Anything that can be designed on a computer can be printed. Actual living tissue is currently beyond scientists, but medical items printed so far include:
3D printing had been limited to plastics prosthetics, but now there is titanium powder which can be used to create custom implants for use in surgery.
New materials are on the way too. The Feinstein Institute for Medical Research on Long Island is working to create a new substance specifically for 3D printers. The new material is a composite mix of calcium carbonate and organic plastic, with the end result mimicking bone. They intend to call this substance MakerBot.
It's difficult to create new medical substances as currently any new material must be approved by the FDA. One of their requirements is that the material is easily sterilised which throws up difficulties.
Imagine your home device busily printing a photograph in 2D. A 3D printer works the same way except it prints out a complete 3D model of your photograph. Printable objects are designed on a computer program using photographs, x-rays, CT scans and MRIs but instead of utilising ink, a 3D printer utilises building material to print the object.
Using titanium powder, a child's heart for surgeons to practise tricky procedures on, can take 4-12 hours to print.
In Toronto, the Sick Kids Hospital is training cardiac surgeons from across the globe using 3D printed hearts, which are exact copies of congenital heart abnormalities found in children. Trainee surgeons from Norway, Oman, Mexico and the US have attended to watch experienced surgeons reproduce the complex operations used to save children's lives.
Dr. Juan Roberto Contreras of Temuco, Chile, who doesn't operate on children although he wants to in the future, has attended the Toronto master class. He says ' When we were students we didn't have the opportunity for making this operation in my country.'
Baghdad surgeon Dr Ala Alwan who has also attended the class said 'We don't have such models in our country, and we don't do such procedures because they are very complicated."
3D printers can also support current surgery. Dr Smith, paediatric neurosurgeon at Boston Children's hospital, prints the surgical procedure in 3D to help him understand the problem and solve it. MRI and x-rays have served this function in 2D, but Smith says 3D is more helpful because 'You see these spatial relations and depth of field that aren't possible on-screen.'
A specifically printed piece of bone to fit your body means surgery and recovery time is quicker. Every body structure is different and requires a different shaped implant, or a certain type of material to avoid allergy and rejection. 3D printing makes this a reality.
But how long before body organs will be printed? Harvard scientists have created a method to print tissue structure with hollow channels - a blood vessel network. They believe this is the first step towards printing living tissues such as cartilage.
Professor Gordon Wallace, director of the Australian Research Council Centre of Excellence for Electromaterials Science at the University of Wollongong (UOW), believes that over the next few years the capability to print cartilage, islet cells and stem cells will be within our grasp.
Surgeons at NYU Longone in the States use 3D printing to plan an operation which can result in better outcomes, not least financially. Hours saved in the operating theatre, a better fit for patients and quicker recovery time can save thousands - up to $20,000 - $30,000 for jaw reconstruction alone. Dr Levine, chief of microsurgery at NYU Langone, predicts 3D printers will be common in a hospital setting within a decade.
Good news then that the cost is beginning to fall. In 2015 Biobots released a bio-printer for $10,000. That's a far cry from the previous $200,000 price tag.
So don't be surprised if in the near future you are offered 3D printing for a health procedure and perhaps, before long, people won't die waiting for organ transplants. That's a bright future - and it's getting closer.

[Stored data entries]
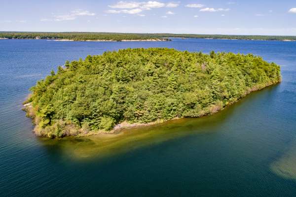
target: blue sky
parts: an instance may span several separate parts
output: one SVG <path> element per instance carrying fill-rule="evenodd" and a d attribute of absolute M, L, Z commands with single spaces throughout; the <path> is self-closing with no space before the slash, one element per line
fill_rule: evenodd
<path fill-rule="evenodd" d="M 3 0 L 10 31 L 296 35 L 296 0 Z"/>

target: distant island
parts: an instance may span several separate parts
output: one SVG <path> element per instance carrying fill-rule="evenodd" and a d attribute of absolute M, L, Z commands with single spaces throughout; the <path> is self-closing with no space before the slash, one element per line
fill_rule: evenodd
<path fill-rule="evenodd" d="M 215 113 L 280 80 L 252 54 L 126 49 L 67 61 L 24 105 L 37 135 L 84 135 Z"/>
<path fill-rule="evenodd" d="M 0 39 L 45 39 L 63 41 L 169 41 L 170 38 L 296 41 L 296 36 L 133 33 L 91 32 L 0 32 Z"/>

* INSTRUCTIONS TO FOLLOW *
Reproduce the 3D printing text word for word, everything from "Anything that can" down to "throws up difficulties.". These items have nothing to do with the 3D printing text.

* ANSWER BOX *
Anything that can be designed on a computer can be printed. Actual living tissue is currently beyond scientists, but medical items printed so far include:
3D printing had been limited to plastics prosthetics, but now there is titanium powder which can be used to create custom implants for use in surgery.
New materials are on the way too. The Feinstein Institute for Medical Research on Long Island is working to create a new substance specifically for 3D printers. The new material is a composite mix of calcium carbonate and organic plastic, with the end result mimicking bone. They intend to call this substance MakerBot.
It's difficult to create new medical substances as currently any new material must be approved by the FDA. One of their requirements is that the material is easily sterilised which throws up difficulties.